#### [Work to do]
Copy the entries word for word, from the line containing "Question. In the picture above, identify the white hard" through the line containing "[(1026, 378)]", including both of those lines.
'''
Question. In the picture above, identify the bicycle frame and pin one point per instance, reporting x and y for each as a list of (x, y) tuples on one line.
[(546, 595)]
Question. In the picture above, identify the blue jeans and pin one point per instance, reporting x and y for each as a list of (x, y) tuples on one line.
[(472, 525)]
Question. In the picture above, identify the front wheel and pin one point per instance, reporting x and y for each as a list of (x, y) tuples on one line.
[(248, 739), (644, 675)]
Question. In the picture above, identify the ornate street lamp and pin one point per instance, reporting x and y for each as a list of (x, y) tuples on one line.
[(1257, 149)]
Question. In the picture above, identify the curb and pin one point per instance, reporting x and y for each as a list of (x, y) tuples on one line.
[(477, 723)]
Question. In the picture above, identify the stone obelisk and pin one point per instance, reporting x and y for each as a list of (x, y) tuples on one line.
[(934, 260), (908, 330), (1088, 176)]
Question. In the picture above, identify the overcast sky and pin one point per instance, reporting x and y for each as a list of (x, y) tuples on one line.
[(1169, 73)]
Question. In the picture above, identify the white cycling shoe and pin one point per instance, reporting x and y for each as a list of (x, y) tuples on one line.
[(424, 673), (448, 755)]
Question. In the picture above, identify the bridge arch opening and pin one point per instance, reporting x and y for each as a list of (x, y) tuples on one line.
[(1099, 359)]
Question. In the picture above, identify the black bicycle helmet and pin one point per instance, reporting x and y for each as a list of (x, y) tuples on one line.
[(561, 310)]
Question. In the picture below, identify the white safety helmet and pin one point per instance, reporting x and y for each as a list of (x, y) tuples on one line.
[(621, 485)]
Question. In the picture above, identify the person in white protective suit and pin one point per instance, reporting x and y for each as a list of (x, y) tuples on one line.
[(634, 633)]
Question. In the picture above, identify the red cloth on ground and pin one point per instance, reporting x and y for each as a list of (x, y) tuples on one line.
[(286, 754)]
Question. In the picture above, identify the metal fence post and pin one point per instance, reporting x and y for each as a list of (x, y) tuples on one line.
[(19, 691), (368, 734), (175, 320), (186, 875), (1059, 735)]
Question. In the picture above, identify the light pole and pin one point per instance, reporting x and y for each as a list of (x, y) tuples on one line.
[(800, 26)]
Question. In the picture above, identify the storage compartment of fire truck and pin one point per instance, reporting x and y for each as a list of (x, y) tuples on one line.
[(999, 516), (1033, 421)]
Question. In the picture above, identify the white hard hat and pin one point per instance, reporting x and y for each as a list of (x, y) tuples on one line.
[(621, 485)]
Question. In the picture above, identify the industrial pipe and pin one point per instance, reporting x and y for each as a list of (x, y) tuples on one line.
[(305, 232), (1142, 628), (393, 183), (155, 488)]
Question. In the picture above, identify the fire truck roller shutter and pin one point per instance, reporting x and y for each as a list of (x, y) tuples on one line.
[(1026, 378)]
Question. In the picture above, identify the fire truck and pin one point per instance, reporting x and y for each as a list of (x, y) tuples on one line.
'''
#### [Solution to the problem]
Question. In the picture above, identify the white hard hat and pin one point per instance, reporting x and y for each as a list of (x, y) tuples on one line.
[(621, 485)]
Question. In the picture above, identify the industrial pipe and pin one point per instance, reporting x and y for each as a list of (x, y) tuples on one line.
[(305, 232), (1142, 628), (393, 183), (155, 488)]
Question. In the picture above, identify the fire truck roller shutter and pin one point per instance, reporting x and y for each as a list of (x, y) tuples on one line.
[(1026, 378)]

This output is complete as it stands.